— START DOCUMENT TEXT —

Novels written in the first person can seem a little self-obsessed, but Lange does a good job of investigating how Bernie tries to understand the complexity of her relatives and her relationship to each of them. She begins when Bernie is about to turn 9 and Joanne is 11. Their parents aren’t around, and Joanne decides “to jump from our roof,” which is about 25 feet above the concrete driveway. Bernie doesn’t stop her or run to find the parents. She thinks that Joanne has more to teach her than anyone else, and whatever Joanne wants to do, she can’t be stopped from doing it. Bernie knows already that anything that Joanne does will reveal something new and fascinating to her (maybe to Joanne, too) and she writes about looking at Joanne injured on the driveway: “I relished it, even if I pretended I didn’t.”

— END DOCUMENT TEXT —

**THE EXERCISE**
Carry forward the review of Lange's novel about Bernie and her sister Joanne, picking up after its last sentence.

— START RECORD EXTRACTS —

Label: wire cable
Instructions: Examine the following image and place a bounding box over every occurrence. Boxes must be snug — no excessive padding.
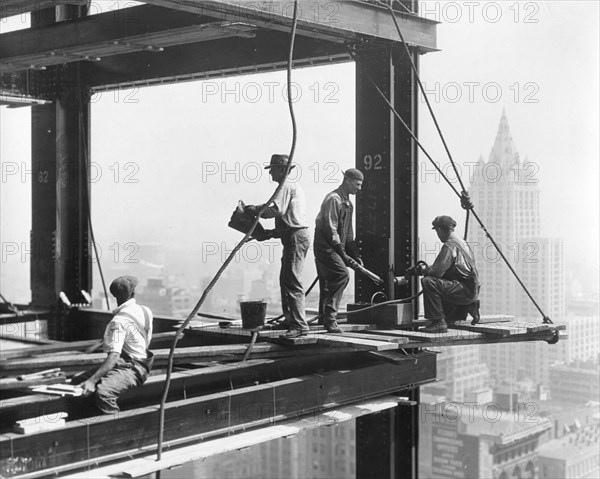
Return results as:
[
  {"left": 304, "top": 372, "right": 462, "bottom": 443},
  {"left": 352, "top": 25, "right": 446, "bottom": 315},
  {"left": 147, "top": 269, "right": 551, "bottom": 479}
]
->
[
  {"left": 77, "top": 45, "right": 110, "bottom": 311},
  {"left": 364, "top": 1, "right": 552, "bottom": 324},
  {"left": 156, "top": 0, "right": 298, "bottom": 461}
]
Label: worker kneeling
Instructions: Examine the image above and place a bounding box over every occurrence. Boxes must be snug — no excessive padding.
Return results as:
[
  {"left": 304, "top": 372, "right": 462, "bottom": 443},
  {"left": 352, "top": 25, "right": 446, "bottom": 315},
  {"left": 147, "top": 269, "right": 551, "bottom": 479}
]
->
[
  {"left": 416, "top": 216, "right": 480, "bottom": 333},
  {"left": 71, "top": 276, "right": 154, "bottom": 414}
]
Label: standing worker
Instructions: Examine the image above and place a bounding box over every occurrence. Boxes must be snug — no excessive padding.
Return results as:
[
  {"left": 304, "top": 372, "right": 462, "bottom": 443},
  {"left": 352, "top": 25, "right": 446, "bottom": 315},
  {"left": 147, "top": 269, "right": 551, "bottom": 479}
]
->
[
  {"left": 71, "top": 276, "right": 154, "bottom": 414},
  {"left": 416, "top": 216, "right": 479, "bottom": 333},
  {"left": 246, "top": 155, "right": 310, "bottom": 338},
  {"left": 314, "top": 168, "right": 364, "bottom": 333}
]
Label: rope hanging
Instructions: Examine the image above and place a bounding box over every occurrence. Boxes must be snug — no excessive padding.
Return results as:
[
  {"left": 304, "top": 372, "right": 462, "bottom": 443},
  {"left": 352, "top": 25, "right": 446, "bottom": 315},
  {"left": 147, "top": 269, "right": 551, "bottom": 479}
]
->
[
  {"left": 156, "top": 0, "right": 298, "bottom": 461},
  {"left": 370, "top": 0, "right": 552, "bottom": 324}
]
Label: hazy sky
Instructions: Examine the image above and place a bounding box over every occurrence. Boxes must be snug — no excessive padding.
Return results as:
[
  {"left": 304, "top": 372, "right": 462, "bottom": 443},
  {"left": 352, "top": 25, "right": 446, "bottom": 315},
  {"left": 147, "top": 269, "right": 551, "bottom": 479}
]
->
[{"left": 0, "top": 0, "right": 599, "bottom": 301}]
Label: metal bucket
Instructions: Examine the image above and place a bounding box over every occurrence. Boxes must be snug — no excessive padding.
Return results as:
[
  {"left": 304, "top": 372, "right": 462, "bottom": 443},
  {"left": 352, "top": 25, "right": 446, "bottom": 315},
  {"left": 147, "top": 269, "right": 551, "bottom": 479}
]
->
[{"left": 240, "top": 301, "right": 267, "bottom": 329}]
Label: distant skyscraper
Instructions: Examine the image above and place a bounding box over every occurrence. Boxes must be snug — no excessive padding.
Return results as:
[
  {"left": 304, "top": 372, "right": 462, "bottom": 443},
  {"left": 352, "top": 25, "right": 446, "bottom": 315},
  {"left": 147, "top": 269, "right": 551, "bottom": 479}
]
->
[
  {"left": 469, "top": 112, "right": 565, "bottom": 385},
  {"left": 469, "top": 112, "right": 565, "bottom": 320},
  {"left": 423, "top": 345, "right": 490, "bottom": 401}
]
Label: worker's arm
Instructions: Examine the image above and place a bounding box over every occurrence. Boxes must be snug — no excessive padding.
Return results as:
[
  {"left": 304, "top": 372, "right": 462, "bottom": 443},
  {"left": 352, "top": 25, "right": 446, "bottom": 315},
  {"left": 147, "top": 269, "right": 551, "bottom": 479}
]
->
[
  {"left": 422, "top": 244, "right": 454, "bottom": 278},
  {"left": 320, "top": 195, "right": 343, "bottom": 247},
  {"left": 80, "top": 353, "right": 120, "bottom": 396},
  {"left": 246, "top": 183, "right": 292, "bottom": 219}
]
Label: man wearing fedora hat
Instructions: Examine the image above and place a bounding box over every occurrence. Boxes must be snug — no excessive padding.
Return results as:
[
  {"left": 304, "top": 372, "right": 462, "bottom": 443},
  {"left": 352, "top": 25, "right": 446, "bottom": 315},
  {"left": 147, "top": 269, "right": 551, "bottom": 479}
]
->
[
  {"left": 418, "top": 216, "right": 480, "bottom": 333},
  {"left": 71, "top": 276, "right": 154, "bottom": 414},
  {"left": 246, "top": 154, "right": 310, "bottom": 338},
  {"left": 314, "top": 168, "right": 364, "bottom": 333}
]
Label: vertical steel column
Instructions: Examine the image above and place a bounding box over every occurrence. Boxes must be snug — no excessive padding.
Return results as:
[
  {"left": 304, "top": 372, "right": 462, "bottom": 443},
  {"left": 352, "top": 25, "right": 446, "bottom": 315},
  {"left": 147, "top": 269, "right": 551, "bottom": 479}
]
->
[
  {"left": 30, "top": 8, "right": 58, "bottom": 306},
  {"left": 31, "top": 7, "right": 92, "bottom": 339},
  {"left": 355, "top": 49, "right": 418, "bottom": 302},
  {"left": 355, "top": 5, "right": 419, "bottom": 479},
  {"left": 355, "top": 49, "right": 396, "bottom": 302},
  {"left": 356, "top": 389, "right": 419, "bottom": 479}
]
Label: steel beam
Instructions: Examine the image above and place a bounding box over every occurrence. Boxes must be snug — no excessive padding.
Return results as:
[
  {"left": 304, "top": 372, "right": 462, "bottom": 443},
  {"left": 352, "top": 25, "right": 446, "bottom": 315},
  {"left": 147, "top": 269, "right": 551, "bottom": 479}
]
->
[
  {"left": 0, "top": 0, "right": 88, "bottom": 21},
  {"left": 356, "top": 48, "right": 418, "bottom": 302},
  {"left": 82, "top": 31, "right": 350, "bottom": 89},
  {"left": 146, "top": 0, "right": 437, "bottom": 51},
  {"left": 0, "top": 6, "right": 256, "bottom": 75},
  {"left": 31, "top": 6, "right": 92, "bottom": 318},
  {"left": 0, "top": 353, "right": 435, "bottom": 475},
  {"left": 356, "top": 389, "right": 419, "bottom": 479}
]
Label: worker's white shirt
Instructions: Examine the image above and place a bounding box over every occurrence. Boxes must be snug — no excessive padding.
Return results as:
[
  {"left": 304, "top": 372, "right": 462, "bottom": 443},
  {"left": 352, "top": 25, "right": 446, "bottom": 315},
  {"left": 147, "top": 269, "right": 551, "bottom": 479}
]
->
[
  {"left": 262, "top": 180, "right": 308, "bottom": 232},
  {"left": 104, "top": 298, "right": 152, "bottom": 359}
]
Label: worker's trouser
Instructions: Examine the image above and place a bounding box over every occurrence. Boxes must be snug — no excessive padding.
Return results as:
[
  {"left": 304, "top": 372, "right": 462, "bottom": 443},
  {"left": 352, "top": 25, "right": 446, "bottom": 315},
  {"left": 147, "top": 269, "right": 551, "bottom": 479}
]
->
[
  {"left": 314, "top": 233, "right": 350, "bottom": 324},
  {"left": 279, "top": 228, "right": 310, "bottom": 329},
  {"left": 71, "top": 358, "right": 148, "bottom": 414},
  {"left": 421, "top": 276, "right": 477, "bottom": 321}
]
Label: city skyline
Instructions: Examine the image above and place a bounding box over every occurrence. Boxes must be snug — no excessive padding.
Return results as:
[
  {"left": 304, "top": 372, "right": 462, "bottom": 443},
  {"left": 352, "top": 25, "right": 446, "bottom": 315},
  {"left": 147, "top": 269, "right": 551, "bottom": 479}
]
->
[{"left": 0, "top": 1, "right": 599, "bottom": 310}]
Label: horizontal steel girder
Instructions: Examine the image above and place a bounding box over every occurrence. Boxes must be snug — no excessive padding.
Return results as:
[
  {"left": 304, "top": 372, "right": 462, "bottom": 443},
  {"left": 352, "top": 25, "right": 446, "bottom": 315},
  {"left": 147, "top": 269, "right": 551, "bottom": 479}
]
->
[
  {"left": 146, "top": 0, "right": 437, "bottom": 52},
  {"left": 0, "top": 6, "right": 256, "bottom": 74},
  {"left": 0, "top": 352, "right": 436, "bottom": 473}
]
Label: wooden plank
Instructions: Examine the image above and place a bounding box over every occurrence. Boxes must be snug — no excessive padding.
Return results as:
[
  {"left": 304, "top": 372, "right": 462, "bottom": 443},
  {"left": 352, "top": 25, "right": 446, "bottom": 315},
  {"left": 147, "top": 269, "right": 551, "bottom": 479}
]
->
[
  {"left": 318, "top": 334, "right": 398, "bottom": 351},
  {"left": 448, "top": 321, "right": 549, "bottom": 337},
  {"left": 0, "top": 343, "right": 292, "bottom": 374},
  {"left": 378, "top": 329, "right": 484, "bottom": 348},
  {"left": 0, "top": 352, "right": 435, "bottom": 474},
  {"left": 344, "top": 329, "right": 408, "bottom": 344}
]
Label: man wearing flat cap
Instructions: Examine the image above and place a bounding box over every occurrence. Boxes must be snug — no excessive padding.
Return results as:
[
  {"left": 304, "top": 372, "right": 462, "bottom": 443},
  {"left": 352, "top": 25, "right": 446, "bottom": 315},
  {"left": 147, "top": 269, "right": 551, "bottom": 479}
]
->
[
  {"left": 420, "top": 216, "right": 479, "bottom": 333},
  {"left": 314, "top": 168, "right": 364, "bottom": 333},
  {"left": 246, "top": 155, "right": 310, "bottom": 338},
  {"left": 71, "top": 276, "right": 153, "bottom": 414}
]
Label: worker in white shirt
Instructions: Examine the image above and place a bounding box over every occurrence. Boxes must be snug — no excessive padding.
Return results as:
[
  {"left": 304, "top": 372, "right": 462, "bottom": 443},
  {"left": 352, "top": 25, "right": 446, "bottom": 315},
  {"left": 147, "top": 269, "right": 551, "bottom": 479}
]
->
[{"left": 71, "top": 276, "right": 153, "bottom": 414}]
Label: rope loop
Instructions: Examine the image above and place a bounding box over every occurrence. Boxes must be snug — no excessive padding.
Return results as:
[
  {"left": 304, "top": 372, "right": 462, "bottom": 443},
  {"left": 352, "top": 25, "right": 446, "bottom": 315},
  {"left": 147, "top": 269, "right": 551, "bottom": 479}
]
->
[{"left": 460, "top": 190, "right": 475, "bottom": 211}]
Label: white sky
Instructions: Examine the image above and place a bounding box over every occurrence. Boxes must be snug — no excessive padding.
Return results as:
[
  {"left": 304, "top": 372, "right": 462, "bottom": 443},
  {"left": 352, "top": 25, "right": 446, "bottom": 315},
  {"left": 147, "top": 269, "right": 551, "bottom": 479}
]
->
[{"left": 0, "top": 0, "right": 600, "bottom": 301}]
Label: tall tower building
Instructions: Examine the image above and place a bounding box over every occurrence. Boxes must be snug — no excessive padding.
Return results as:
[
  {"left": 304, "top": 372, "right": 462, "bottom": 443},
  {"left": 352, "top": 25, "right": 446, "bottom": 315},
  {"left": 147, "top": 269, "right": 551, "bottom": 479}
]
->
[{"left": 469, "top": 111, "right": 565, "bottom": 321}]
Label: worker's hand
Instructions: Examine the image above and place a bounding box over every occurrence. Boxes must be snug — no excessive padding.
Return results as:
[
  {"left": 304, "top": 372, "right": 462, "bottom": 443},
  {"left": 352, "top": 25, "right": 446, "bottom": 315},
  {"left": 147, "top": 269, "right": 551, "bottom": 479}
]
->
[
  {"left": 79, "top": 379, "right": 96, "bottom": 396},
  {"left": 414, "top": 261, "right": 429, "bottom": 276},
  {"left": 460, "top": 191, "right": 474, "bottom": 210},
  {"left": 244, "top": 205, "right": 259, "bottom": 216},
  {"left": 342, "top": 256, "right": 360, "bottom": 271},
  {"left": 254, "top": 230, "right": 277, "bottom": 241},
  {"left": 404, "top": 266, "right": 419, "bottom": 278}
]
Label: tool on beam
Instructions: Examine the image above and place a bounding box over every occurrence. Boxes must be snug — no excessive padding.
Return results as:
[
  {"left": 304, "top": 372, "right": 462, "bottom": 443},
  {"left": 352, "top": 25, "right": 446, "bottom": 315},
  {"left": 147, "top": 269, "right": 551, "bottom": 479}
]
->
[{"left": 353, "top": 263, "right": 383, "bottom": 286}]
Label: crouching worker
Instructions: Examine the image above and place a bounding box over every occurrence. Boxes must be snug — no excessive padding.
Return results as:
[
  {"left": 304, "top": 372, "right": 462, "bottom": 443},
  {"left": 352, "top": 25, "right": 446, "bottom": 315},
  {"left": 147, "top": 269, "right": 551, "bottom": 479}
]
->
[
  {"left": 416, "top": 216, "right": 479, "bottom": 333},
  {"left": 71, "top": 276, "right": 154, "bottom": 414}
]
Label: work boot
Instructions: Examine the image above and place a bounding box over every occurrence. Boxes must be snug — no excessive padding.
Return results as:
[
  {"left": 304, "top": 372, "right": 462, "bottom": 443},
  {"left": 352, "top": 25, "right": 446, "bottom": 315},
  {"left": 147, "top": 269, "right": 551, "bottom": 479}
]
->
[
  {"left": 279, "top": 329, "right": 308, "bottom": 339},
  {"left": 419, "top": 319, "right": 448, "bottom": 334},
  {"left": 467, "top": 300, "right": 481, "bottom": 326},
  {"left": 323, "top": 319, "right": 342, "bottom": 333},
  {"left": 445, "top": 305, "right": 468, "bottom": 323},
  {"left": 271, "top": 321, "right": 290, "bottom": 329}
]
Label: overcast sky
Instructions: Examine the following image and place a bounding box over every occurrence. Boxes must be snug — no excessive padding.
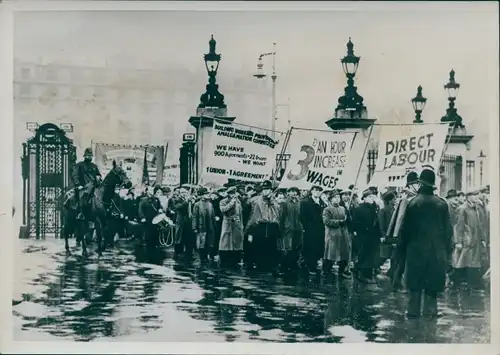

— END RECORD EXTRACTS —

**FINAL RESULT**
Bernie’s parents have plenty of problems to deal with. It’s the late 1980s, and the farm crisis puts everything they depend upon in danger. Bernie is only 7 when their concerns become specific, but she knows that her father, Henry, and her mother, Sylvia, are plenty worried. They know that debt, low prices for production and corporate greed could wreck the life they are used to, and as Bernie gets older, she realizes that her parents, especially her mother, were frantic at the time and didn’t know how to handle the situation.

At one point when Bernie is only 7 years old, her mother tells her, referring to Joanne: “She’s your problem now.” Bernie believes her mother. The rest of the novel is an exploration of how Bernie’s perspectives on Joanne change over time. Bernie tries to help her sister, but also not be like her. As she grows up (she is about 30 when she is organizing her memories) she learns to see the larger picture; one of the phrases Lange has Bernie use to describe herself and her sister is “junk kids.”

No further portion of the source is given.